▸ Task details:
Rewrite all the lines below in full, requests included. Multiply every polygon vertex coordinate in the answers by 1.15, round each result to a whole number with halves rounded up, and leave the pictures out.

--- Begin ---

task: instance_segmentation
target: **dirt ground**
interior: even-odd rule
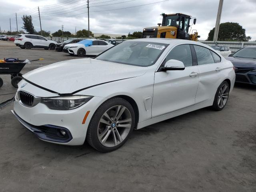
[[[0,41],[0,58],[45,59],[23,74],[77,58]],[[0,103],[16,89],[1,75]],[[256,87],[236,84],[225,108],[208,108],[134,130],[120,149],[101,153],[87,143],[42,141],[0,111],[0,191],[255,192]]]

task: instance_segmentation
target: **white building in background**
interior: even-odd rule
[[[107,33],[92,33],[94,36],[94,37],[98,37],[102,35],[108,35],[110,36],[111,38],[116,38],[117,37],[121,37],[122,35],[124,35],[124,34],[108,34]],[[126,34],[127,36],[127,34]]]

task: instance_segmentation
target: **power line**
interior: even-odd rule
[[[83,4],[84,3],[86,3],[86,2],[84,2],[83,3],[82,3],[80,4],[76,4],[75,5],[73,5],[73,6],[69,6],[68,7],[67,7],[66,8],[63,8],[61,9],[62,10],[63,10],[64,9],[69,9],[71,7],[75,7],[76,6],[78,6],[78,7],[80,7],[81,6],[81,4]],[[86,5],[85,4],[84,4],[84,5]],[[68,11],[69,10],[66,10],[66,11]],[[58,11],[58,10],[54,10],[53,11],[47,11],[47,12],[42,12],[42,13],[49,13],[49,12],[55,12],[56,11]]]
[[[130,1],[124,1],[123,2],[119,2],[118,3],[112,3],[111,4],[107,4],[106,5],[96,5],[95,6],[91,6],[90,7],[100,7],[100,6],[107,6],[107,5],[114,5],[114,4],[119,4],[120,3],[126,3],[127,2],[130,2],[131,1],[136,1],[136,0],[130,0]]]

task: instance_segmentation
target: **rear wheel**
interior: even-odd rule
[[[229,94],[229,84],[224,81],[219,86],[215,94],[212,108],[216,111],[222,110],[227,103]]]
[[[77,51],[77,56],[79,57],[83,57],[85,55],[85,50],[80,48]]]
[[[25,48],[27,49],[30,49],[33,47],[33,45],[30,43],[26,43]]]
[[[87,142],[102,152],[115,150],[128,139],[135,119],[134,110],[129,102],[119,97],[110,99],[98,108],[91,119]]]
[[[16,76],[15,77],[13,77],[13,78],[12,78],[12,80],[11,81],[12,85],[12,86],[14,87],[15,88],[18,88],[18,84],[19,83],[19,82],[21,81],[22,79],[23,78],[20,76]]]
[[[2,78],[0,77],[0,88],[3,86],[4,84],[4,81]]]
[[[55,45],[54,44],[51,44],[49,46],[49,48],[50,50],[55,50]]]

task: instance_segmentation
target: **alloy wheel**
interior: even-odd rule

--- End ---

▸ The completed task:
task: instance_segmentation
target: **dirt ground**
interior: even-odd rule
[[[0,47],[0,67],[52,68],[26,85],[89,67]],[[0,118],[18,102],[1,86]],[[294,100],[271,97],[259,124],[239,124],[154,150],[138,171],[116,176],[100,164],[48,162],[0,128],[0,220],[293,221]]]

task: instance_segmentation
target: **white building in background**
interior: even-odd rule
[[[123,38],[106,38],[108,41],[108,43],[113,43],[117,40],[124,40],[127,41],[128,44],[133,44],[135,43],[139,43],[140,40],[143,40],[143,39],[124,39]],[[145,39],[146,41],[146,39]]]

task: instance_segmentation
target: **power line**
interior: even-odd rule
[[[95,5],[97,3],[99,3],[99,2],[97,2],[95,3],[94,3],[92,5],[87,5],[86,6],[84,6],[84,7],[79,7],[78,8],[77,8],[76,9],[72,9],[70,10],[71,12],[72,12],[74,10],[79,10],[82,8],[86,8],[87,7],[90,7],[90,8],[92,8],[93,7],[93,5]],[[99,6],[98,5],[97,5],[97,6]],[[78,13],[79,12],[76,12],[76,13]],[[67,13],[67,12],[62,12],[61,13],[54,13],[54,14],[48,14],[48,15],[56,15],[56,14],[63,14],[64,13]]]
[[[150,1],[143,1],[141,2],[137,2],[136,3],[129,3],[128,5],[123,5],[122,6],[110,6],[109,7],[105,7],[104,8],[115,8],[115,7],[123,7],[123,6],[131,6],[131,5],[137,5],[138,3],[145,3],[146,2],[150,2],[151,1],[156,1],[156,0],[150,0]]]

task: instance_segmentation
target: **rear wheel**
interior: even-odd rule
[[[263,108],[263,97],[258,93],[252,99],[247,108],[244,124],[248,128],[255,127],[261,118]]]
[[[89,59],[89,64],[91,66],[95,66],[98,63],[98,58],[92,55]]]
[[[29,55],[31,56],[35,56],[38,54],[38,52],[35,49],[30,49]]]
[[[100,163],[117,175],[132,173],[147,160],[155,137],[154,127],[148,117],[137,112],[127,114],[113,124],[105,137]]]
[[[18,87],[17,89],[15,89],[15,90],[14,90],[14,92],[13,93],[14,98],[14,99],[16,100],[17,101],[21,101],[21,97],[22,95],[22,94],[24,93],[25,91],[26,90],[23,87]]]
[[[2,90],[0,89],[0,101],[3,99],[5,97],[5,93]]]
[[[63,52],[62,51],[59,51],[56,53],[56,55],[58,58],[63,58]]]

task: instance_segmentation
target: **alloy wheel**
interior: even-odd rule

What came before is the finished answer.